# [WHAT YOU SHOULD DO]
Copy, exactly and without additions, every line in the records below from the one holding "Drop one point per instance of the dense" through the one holding "Drop one point per instance of the thin", both ends included.

# [DATA SHOWN]
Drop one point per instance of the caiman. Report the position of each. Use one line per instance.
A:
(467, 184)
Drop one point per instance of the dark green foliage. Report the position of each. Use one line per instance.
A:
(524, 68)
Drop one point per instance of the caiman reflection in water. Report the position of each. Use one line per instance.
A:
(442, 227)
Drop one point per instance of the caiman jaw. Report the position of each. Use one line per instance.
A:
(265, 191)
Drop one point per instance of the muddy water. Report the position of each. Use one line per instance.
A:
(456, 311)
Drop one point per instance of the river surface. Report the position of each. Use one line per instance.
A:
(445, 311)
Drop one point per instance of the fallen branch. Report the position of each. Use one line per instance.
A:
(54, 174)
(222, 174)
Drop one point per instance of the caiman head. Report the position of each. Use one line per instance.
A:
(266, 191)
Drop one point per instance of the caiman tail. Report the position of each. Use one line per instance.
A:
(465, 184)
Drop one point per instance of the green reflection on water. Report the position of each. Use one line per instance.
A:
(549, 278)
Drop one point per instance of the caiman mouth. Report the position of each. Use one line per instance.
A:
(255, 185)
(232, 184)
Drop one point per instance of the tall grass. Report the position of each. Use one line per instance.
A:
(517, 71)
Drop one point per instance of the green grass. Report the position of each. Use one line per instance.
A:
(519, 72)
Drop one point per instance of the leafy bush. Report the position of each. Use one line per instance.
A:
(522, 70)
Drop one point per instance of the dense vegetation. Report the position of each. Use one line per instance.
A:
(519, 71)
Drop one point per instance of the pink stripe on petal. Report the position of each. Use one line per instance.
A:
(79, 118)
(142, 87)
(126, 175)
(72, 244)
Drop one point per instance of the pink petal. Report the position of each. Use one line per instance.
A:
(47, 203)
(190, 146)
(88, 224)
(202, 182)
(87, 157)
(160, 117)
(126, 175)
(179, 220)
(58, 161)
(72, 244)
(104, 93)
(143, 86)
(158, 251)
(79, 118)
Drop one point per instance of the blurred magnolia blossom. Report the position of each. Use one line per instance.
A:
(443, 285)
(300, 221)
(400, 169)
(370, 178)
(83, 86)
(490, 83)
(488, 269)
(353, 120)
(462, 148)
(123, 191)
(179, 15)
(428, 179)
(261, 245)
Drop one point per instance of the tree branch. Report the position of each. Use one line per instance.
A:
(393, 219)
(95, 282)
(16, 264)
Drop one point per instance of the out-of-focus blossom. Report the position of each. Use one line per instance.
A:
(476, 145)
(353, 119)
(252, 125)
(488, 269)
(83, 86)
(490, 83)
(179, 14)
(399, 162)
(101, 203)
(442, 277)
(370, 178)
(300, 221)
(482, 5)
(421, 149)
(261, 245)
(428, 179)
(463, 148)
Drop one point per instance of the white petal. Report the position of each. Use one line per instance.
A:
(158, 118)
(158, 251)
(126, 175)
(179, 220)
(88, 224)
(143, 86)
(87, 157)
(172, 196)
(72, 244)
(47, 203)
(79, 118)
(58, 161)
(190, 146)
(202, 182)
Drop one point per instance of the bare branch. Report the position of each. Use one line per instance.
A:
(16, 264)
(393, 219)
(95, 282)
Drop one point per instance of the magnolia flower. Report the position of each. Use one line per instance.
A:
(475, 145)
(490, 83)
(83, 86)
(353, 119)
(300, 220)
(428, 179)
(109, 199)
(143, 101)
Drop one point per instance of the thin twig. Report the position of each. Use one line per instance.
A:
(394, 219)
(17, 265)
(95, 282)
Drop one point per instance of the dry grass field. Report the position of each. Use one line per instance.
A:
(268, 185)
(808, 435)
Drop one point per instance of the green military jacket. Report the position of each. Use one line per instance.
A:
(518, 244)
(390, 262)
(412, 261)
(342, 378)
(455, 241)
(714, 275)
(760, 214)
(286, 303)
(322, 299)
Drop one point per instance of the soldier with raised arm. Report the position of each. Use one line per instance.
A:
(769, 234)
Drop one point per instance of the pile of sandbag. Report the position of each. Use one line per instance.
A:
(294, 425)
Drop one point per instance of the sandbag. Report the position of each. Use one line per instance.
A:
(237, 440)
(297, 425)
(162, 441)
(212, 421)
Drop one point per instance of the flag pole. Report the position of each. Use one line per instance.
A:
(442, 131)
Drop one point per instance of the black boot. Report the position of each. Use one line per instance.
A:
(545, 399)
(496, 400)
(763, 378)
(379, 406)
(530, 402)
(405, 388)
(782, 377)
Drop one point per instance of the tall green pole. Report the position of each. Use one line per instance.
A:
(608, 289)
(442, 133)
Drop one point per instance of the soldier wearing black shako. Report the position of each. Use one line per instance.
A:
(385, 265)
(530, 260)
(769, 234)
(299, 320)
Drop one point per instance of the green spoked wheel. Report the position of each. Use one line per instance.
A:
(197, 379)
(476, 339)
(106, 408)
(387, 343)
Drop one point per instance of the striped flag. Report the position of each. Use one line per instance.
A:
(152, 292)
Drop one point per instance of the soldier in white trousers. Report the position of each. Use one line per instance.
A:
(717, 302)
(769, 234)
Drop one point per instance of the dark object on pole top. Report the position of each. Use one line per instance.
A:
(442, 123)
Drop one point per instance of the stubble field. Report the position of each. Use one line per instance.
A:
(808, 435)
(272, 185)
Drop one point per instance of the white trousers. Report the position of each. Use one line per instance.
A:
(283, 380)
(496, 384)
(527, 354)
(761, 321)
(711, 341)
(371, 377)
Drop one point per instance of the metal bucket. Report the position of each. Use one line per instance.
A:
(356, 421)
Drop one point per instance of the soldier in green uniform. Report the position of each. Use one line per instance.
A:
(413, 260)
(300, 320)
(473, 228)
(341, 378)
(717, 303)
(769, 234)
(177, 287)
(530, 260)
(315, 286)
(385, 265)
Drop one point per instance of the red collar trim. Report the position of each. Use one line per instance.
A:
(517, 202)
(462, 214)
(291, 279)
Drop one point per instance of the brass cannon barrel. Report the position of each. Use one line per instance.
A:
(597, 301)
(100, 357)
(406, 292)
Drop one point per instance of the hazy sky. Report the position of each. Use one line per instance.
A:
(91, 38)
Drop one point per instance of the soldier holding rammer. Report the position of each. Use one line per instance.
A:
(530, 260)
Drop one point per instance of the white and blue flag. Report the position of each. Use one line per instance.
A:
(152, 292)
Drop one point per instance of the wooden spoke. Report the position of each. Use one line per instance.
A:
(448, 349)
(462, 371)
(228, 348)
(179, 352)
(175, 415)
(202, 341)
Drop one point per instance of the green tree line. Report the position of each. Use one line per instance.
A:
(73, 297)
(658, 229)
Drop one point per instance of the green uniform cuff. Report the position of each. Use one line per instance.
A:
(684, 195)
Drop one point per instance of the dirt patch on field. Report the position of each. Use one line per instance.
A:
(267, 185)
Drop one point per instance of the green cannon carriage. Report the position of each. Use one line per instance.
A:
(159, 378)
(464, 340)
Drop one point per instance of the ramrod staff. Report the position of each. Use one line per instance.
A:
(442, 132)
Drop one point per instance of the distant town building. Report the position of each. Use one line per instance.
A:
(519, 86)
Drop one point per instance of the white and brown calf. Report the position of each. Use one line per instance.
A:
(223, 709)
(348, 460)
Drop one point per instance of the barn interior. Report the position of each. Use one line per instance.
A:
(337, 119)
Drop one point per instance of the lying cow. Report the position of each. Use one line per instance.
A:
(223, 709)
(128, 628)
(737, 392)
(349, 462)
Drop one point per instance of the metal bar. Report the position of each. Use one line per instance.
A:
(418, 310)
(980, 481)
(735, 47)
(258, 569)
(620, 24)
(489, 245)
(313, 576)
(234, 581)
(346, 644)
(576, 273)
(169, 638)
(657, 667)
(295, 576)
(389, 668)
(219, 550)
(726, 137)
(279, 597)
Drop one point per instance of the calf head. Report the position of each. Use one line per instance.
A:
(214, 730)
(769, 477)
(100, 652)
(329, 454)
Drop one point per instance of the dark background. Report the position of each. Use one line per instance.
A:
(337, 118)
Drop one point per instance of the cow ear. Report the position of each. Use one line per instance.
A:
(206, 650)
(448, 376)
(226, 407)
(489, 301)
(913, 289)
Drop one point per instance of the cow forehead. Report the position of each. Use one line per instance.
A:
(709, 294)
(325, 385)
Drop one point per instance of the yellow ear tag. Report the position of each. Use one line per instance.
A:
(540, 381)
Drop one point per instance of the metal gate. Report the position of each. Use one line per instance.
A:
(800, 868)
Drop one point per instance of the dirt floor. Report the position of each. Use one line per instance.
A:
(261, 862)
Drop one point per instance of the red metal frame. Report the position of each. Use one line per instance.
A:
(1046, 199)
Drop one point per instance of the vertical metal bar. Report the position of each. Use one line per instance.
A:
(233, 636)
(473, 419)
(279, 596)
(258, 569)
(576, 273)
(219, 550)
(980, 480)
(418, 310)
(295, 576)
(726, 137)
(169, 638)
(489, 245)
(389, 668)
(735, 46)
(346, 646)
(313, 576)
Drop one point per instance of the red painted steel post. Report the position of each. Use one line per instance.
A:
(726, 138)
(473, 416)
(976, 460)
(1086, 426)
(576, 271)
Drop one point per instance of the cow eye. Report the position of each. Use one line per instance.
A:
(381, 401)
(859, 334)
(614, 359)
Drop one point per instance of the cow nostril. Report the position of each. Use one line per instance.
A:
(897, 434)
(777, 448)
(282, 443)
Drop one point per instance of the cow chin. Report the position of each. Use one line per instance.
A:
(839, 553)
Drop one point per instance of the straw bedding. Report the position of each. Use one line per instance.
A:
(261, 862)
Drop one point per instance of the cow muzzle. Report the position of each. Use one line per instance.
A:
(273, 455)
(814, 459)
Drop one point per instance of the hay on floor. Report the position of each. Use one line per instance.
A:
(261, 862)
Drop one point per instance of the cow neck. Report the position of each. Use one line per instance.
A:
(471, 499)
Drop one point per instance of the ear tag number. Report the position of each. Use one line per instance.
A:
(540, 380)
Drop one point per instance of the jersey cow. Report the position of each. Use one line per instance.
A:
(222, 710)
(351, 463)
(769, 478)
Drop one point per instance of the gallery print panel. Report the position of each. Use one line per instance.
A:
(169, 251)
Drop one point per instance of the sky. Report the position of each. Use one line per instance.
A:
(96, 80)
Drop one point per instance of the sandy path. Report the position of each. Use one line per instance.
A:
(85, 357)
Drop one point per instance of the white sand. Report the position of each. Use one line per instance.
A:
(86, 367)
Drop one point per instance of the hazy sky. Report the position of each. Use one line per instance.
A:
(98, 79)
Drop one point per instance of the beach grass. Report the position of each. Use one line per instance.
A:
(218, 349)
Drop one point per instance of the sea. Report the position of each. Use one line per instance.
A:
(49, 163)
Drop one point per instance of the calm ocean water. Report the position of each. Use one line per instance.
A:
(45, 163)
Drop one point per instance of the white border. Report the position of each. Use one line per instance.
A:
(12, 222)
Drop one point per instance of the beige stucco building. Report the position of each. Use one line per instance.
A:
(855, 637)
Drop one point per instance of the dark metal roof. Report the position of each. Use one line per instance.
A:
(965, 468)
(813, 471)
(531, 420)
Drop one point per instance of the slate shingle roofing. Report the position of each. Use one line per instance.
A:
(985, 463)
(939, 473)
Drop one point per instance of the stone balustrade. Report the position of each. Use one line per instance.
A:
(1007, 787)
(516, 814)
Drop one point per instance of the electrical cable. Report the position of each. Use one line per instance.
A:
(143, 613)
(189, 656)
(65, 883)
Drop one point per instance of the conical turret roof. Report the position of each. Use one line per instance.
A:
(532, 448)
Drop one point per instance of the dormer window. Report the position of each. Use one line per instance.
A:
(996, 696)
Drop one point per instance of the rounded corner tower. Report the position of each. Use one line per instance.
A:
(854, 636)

# [OUTPUT OF THE TASK]
Drop one point per instance of the dense vegetation. Report the position of each. Use one line per instance.
A:
(519, 71)
Drop one point per instance of the pink stripe on petal. Report the position of each. Use one line per instance.
A:
(79, 118)
(142, 87)
(126, 175)
(72, 244)
Drop one point per instance of the pink petal. Report the position of each. Use one line per instance.
A:
(47, 203)
(190, 146)
(88, 224)
(202, 182)
(87, 157)
(160, 117)
(126, 175)
(179, 220)
(58, 161)
(72, 244)
(104, 93)
(143, 86)
(158, 251)
(79, 118)
Drop one point per instance of the blurred magnolia blossom. Report the position of each. Use one line per instance.
A:
(443, 285)
(300, 221)
(400, 169)
(370, 178)
(83, 86)
(490, 83)
(488, 269)
(353, 120)
(462, 148)
(123, 191)
(179, 15)
(428, 179)
(261, 245)
Drop one point per instance of the tree branch. Report the position of each. Use one line per instance.
A:
(393, 219)
(95, 282)
(16, 264)
Drop one point per instance of the out-of-focus blossom. Report the position of each. Use one line per instance.
A:
(476, 145)
(353, 119)
(252, 125)
(488, 269)
(83, 86)
(490, 83)
(179, 14)
(399, 162)
(101, 203)
(442, 277)
(370, 178)
(300, 221)
(482, 5)
(421, 149)
(261, 245)
(428, 179)
(463, 148)
Drop one point per instance of the white petal. Report the position of each. Use one line per instance.
A:
(158, 118)
(158, 251)
(126, 175)
(179, 220)
(88, 224)
(143, 86)
(87, 157)
(172, 196)
(72, 244)
(47, 203)
(79, 118)
(58, 161)
(190, 146)
(202, 182)
Drop one point per instance of the bare branch. Report the position of each. Use one line per instance.
A:
(16, 264)
(393, 219)
(95, 282)
Drop one point per instance of the magnolia flower. Report the position of each. Use one line per instance.
A:
(475, 145)
(490, 83)
(83, 86)
(353, 119)
(300, 220)
(428, 179)
(109, 199)
(143, 101)
Drop one point per instance of the thin twig. Report the position of each. Use one line per instance.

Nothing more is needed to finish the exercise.